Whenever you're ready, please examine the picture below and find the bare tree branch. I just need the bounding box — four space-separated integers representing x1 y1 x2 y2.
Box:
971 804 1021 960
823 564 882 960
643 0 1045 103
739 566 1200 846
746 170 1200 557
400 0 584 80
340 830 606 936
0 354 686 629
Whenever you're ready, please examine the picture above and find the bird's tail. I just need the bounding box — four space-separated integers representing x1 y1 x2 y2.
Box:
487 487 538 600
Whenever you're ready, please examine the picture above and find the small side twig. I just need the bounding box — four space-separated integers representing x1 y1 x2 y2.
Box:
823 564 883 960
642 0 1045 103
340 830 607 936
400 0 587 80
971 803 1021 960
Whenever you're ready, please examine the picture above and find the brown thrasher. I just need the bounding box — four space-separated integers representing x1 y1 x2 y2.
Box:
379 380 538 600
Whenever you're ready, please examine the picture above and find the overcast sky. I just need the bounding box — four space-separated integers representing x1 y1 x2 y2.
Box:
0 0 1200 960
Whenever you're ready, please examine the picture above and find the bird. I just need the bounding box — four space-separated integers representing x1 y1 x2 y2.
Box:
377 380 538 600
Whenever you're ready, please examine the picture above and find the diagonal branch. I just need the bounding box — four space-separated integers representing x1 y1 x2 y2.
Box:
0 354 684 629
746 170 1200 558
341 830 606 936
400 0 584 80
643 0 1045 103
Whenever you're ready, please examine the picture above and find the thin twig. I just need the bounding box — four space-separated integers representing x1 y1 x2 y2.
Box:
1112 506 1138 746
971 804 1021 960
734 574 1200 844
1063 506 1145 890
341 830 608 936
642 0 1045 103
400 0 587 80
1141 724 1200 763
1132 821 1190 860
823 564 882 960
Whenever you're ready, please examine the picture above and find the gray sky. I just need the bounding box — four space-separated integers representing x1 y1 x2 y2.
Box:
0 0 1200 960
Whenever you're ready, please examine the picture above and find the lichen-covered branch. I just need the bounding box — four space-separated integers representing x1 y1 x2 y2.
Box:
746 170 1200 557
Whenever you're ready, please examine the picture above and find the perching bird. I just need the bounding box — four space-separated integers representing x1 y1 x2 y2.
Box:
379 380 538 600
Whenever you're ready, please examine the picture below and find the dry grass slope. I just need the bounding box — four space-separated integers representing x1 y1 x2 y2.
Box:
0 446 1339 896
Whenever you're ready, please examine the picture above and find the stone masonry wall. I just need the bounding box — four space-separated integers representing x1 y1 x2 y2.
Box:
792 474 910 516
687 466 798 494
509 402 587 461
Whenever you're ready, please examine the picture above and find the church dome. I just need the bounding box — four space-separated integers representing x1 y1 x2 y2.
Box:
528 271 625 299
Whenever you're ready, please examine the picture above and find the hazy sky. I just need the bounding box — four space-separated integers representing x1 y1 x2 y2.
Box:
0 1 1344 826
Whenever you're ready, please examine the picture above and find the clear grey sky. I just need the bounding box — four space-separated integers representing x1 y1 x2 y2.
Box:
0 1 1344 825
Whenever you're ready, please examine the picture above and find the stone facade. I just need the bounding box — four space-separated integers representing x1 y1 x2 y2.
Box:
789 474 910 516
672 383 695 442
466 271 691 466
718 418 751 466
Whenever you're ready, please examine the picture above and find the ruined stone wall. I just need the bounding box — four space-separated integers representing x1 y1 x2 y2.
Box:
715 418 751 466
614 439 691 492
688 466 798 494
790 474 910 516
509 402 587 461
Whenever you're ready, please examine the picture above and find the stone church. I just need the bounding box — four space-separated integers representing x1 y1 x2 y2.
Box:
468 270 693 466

--*--

> _PROBLEM TO SOLVE_: Present the entries from the first line through the line containing "487 487 538 600", both ends included, as a Markdown table with the columns Row and Content. Number each line and skip any blank ones.

> _FINAL RESULT_:
| Row | Content |
|---|---|
| 1 | Whenever you're ready, please examine the picture below and find the bare tree branch. I just need the bounding box — four space-separated integers representing x1 y1 x2 y2. |
| 2 | Box: |
| 3 | 971 804 1021 960 |
| 4 | 823 564 882 960 |
| 5 | 643 0 1045 103 |
| 6 | 739 566 1200 846 |
| 7 | 746 170 1200 557 |
| 8 | 400 0 584 80 |
| 9 | 340 830 606 936 |
| 10 | 0 354 686 629 |
| 11 | Whenever you're ready, please examine the picture above and find the bird's tail. I just need the bounding box — four space-separated integers representing x1 y1 x2 y2. |
| 12 | Box: |
| 13 | 487 487 538 600 |